**Page text**
▼

Geoffrey Stern 07:02
What I’m kind of struck by reading it anew, as I do every year, is this tight weaving between on the one hand, Moses, dying and passing the leadership on to Joshua. And as I said, in the same breath, it says at the end of every seven years, the Shmitah, you should go ahead and renew you should go ahead and read publicly the Torah. And the rabbi’s and Rabbinic Judaism in general, really focus on three words here מִקֵּ֣ץ ׀ שֶׁ֣בַע שָׁנִ֗ים, the end of the seven years. So we just went through a Rosh Hashanah. And you would think that the end of the year would be on the first of Tishrei, the first day of Rosh Hashanah. And yesterday, which was the beginning of the new year would be the beginning of the new year. But in fact, it’s not quite as squeaky clean. Rashi says this means in the first year of the new Shmita year, in other words, the eighth year. So here we shall see that Yom Kippur, which comes 10 days after Rosh Hashanah, which we’re going to celebrate next week. And even beyond that. The Sukkot holiday is part of this dance between the end of the year and the beginning of a new year. It’s not quite so easy to make that transition. Am I putting too much into here or is there a question? I mean, the Ibn Ezra says תחלת השנה, he’s saying it’s not the end of the year…. You know, how they have at the end of these wedding videos, where it says it’s not the end, it’s the beginning, we have kind of that moment here.
Adam Mintz 09:11
So the point you made is an interesting point. And that is that we actually have a ritual at the end of Shmita. That’s kind of odd, because we don’t usually have rituals at the end of holidays. Usually the rituals at the beginning, take Pesach for a minute, the ritual the Seder is at the beginning, right? It’s not the ritual is not wait till the end. But when it comes to Shmita, the ritual is at the end, which is Ha’kel. Why is that exactly? Why don’t we make the ritual at the beginning of Shmita?
Geoffrey Stern 09:46
That’s a great question. The other part of it is that you know, we do have Havdalah we make Havdalah at the end of Shabbat. So I think that might be the exception to the rule. Next week when we do Yom Kippur, we’re going to make a big deal out of Kol Nidrei. But we’re also going to make a big deal of Ne’ela. But what strikes me is that the end really encroaches on to the beginning, it almost, you know, reminds me of the custom to not make Havdalah not end the Shabbat immediately at sunset. But to have that third meal, let that melave malka spill over into the new week and stretch it out, stretch out that taste, you have a little bit of that here. Because somehow there’s this connection between not only the definitive end of Shmita, which happens on the first of the year. But then there’s ….. we’ll see in a second, Yom Kippur, which has a blast of a shofar, which becomes important for indentured servants. And then we have Sukkot which becomes important because of this Ha’kel, this gathering of all the people to hear the Toa once again, and you know, then we even call the last day of Sukkot Atzeret, which means “stop”. It’s finally an end to the end of the beginning, so to speak, but there is no question that it’s unique here, in the sense that it’s a drawn-out ending, but not simply an ending that kind of peters out or fades out in a very slow and regulated fashion. You have these peaks, you have the shofar blowing on Yom Kippur, you have this Ha’kel, this gathering reading the Torah, I think it makes it kind of interesting. And getting back to how we started about the end of Moses in the beginning of Joshua, I can’t help but make the parallel to to the end of an era in the beginning of a new one.

▲

**Supplied material**
▼

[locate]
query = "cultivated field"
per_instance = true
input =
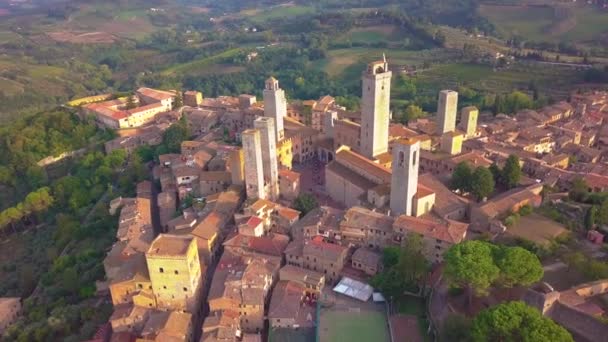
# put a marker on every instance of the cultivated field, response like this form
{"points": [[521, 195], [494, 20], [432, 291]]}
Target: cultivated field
{"points": [[277, 12], [82, 38], [537, 228], [573, 23], [352, 326]]}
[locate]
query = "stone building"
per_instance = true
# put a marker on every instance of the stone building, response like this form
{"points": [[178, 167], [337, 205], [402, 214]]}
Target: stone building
{"points": [[468, 121], [447, 107], [375, 109], [193, 98], [404, 180], [254, 172], [318, 255], [175, 272], [275, 106], [270, 167], [10, 309]]}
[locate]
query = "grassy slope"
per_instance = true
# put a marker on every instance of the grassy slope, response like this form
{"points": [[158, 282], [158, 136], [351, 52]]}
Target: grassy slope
{"points": [[534, 23], [278, 12]]}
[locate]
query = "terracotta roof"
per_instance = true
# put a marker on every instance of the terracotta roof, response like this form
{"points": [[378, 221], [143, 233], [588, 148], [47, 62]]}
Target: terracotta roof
{"points": [[288, 213], [169, 245], [158, 95], [286, 300], [367, 256], [254, 221], [349, 175], [362, 218], [423, 191], [444, 230], [290, 175], [324, 250], [215, 176], [209, 227], [273, 245], [356, 161], [145, 108]]}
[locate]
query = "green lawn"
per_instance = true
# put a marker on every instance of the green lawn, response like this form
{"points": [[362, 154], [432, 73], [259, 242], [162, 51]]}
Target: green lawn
{"points": [[200, 64], [278, 12], [409, 305], [339, 326], [372, 34], [526, 21], [482, 77], [584, 24], [591, 24]]}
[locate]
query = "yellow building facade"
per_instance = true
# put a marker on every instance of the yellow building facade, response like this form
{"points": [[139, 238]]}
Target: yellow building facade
{"points": [[175, 272]]}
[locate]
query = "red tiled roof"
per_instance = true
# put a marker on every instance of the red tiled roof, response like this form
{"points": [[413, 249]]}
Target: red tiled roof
{"points": [[274, 245], [254, 221], [444, 230], [144, 108], [290, 175]]}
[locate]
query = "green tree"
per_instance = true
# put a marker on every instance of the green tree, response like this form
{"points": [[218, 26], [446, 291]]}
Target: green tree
{"points": [[179, 100], [602, 215], [517, 101], [174, 136], [462, 177], [455, 328], [390, 256], [470, 265], [131, 103], [496, 172], [305, 203], [412, 265], [579, 191], [482, 183], [591, 217], [516, 321], [518, 267], [412, 112], [511, 173]]}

▲

**To do**
1 – In the Shmita discussion, transcribe the part that opens with the words containing "Adam Mintz 09:11" and closes with "beginning of Shmita?".
2 – Answer these questions from the Shmita discussion:
(a) According to Rashi, which year is meant by "the end of the seven years"?
(b) What is the ritual held at the end of Shmita called?
(c) What does the name given to the last day of Sukkot, Atzeret, mean?

**Final results**
1 –
Adam Mintz 09:11
So the point you made is an interesting point. And that is that we actually have a ritual at the end of Shmita. That’s kind of odd, because we don’t usually have rituals at the end of holidays. Usually the rituals at the beginning, take Pesach for a minute, the ritual the Seder is at the beginning, right? It’s not the ritual is not wait till the end. But when it comes to Shmita, the ritual is at the end, which is Ha’kel. Why is that exactly? Why don’t we make the ritual at the beginning of Shmita?

2 –
(a) The first year of the new Shmita year, meaning the eighth year.
(b) Ha'kel.
(c) "Stop."